• Dataset records
• • • • • • •
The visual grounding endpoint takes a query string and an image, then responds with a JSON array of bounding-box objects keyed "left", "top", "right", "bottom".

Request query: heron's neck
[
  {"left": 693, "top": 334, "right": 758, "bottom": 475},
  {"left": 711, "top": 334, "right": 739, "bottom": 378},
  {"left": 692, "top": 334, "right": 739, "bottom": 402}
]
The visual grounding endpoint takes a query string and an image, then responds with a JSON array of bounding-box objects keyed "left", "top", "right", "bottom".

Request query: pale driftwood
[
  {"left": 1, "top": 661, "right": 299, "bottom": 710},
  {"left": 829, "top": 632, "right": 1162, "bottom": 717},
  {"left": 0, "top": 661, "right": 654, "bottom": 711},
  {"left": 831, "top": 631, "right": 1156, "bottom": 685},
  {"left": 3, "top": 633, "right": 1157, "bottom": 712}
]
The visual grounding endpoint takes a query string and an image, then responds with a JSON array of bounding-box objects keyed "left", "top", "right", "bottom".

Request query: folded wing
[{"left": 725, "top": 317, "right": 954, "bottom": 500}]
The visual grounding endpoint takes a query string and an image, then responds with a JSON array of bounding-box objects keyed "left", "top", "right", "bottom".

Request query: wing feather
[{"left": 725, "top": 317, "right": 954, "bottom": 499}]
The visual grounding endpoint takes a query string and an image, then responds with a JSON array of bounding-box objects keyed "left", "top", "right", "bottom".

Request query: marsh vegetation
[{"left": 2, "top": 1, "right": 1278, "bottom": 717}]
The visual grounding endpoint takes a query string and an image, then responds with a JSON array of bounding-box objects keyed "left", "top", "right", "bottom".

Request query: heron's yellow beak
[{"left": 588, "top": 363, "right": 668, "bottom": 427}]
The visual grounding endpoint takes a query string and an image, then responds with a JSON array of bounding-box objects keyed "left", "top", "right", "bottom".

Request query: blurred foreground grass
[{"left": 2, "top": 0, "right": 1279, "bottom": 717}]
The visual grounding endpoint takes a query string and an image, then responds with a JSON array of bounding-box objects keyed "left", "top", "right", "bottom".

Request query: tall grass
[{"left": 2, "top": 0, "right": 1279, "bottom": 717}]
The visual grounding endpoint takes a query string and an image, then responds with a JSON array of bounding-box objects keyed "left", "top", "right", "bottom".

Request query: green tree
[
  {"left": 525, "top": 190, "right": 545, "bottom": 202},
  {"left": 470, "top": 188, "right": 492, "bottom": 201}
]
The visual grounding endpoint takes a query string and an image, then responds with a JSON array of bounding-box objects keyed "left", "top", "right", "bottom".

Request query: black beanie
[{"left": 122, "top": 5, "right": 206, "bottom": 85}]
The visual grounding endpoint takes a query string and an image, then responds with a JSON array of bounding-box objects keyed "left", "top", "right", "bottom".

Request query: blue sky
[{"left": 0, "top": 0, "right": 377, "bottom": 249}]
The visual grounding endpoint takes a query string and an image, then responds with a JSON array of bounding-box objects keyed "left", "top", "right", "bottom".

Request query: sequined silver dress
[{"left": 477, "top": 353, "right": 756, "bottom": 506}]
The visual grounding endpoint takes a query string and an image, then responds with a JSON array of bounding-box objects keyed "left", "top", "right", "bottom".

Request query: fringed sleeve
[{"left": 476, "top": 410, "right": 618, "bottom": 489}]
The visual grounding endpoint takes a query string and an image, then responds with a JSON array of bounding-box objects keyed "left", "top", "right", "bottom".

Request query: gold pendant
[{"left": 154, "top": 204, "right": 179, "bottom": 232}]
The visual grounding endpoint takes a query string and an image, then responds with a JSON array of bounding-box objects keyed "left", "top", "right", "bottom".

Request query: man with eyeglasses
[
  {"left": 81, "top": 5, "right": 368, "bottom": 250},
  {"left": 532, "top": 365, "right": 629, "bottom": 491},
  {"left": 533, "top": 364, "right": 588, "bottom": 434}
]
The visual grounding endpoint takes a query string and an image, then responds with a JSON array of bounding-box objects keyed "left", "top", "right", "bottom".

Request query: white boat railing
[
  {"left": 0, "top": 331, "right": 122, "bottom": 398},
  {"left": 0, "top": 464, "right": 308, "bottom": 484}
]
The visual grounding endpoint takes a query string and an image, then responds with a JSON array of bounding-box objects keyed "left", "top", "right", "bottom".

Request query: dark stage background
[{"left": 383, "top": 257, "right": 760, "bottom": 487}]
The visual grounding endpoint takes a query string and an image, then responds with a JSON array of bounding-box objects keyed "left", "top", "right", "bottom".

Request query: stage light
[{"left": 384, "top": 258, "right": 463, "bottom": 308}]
• • • • • • •
• EXERCISE OBJECTIVE
Restate word for word the lines running from the line that holds "Request query: man with eyeglasses" to the final line of the entries.

• EXERCISE ANSWER
Request query: man with eyeglasses
[
  {"left": 81, "top": 5, "right": 368, "bottom": 250},
  {"left": 532, "top": 365, "right": 629, "bottom": 491},
  {"left": 533, "top": 364, "right": 588, "bottom": 434}
]
The visual grounding endpoint takes a query string and an image, then responds with a JSON array of bounding-box objects keyed "left", "top", "right", "bottom".

Request query: white boat railing
[
  {"left": 0, "top": 331, "right": 122, "bottom": 398},
  {"left": 0, "top": 464, "right": 308, "bottom": 484}
]
The visual grounding endpoint takes a query string and an image, then responds with a JSON array of bounding-box objects keyed "left", "top", "right", "bottom".

Request query: dark stage background
[{"left": 383, "top": 257, "right": 760, "bottom": 487}]
The visual grounding endpoint takes a query string and an image, then responds with a JSON array of bounding-box objects keyed "left", "top", "right", "bottom".

Request query: stage light
[{"left": 384, "top": 258, "right": 463, "bottom": 308}]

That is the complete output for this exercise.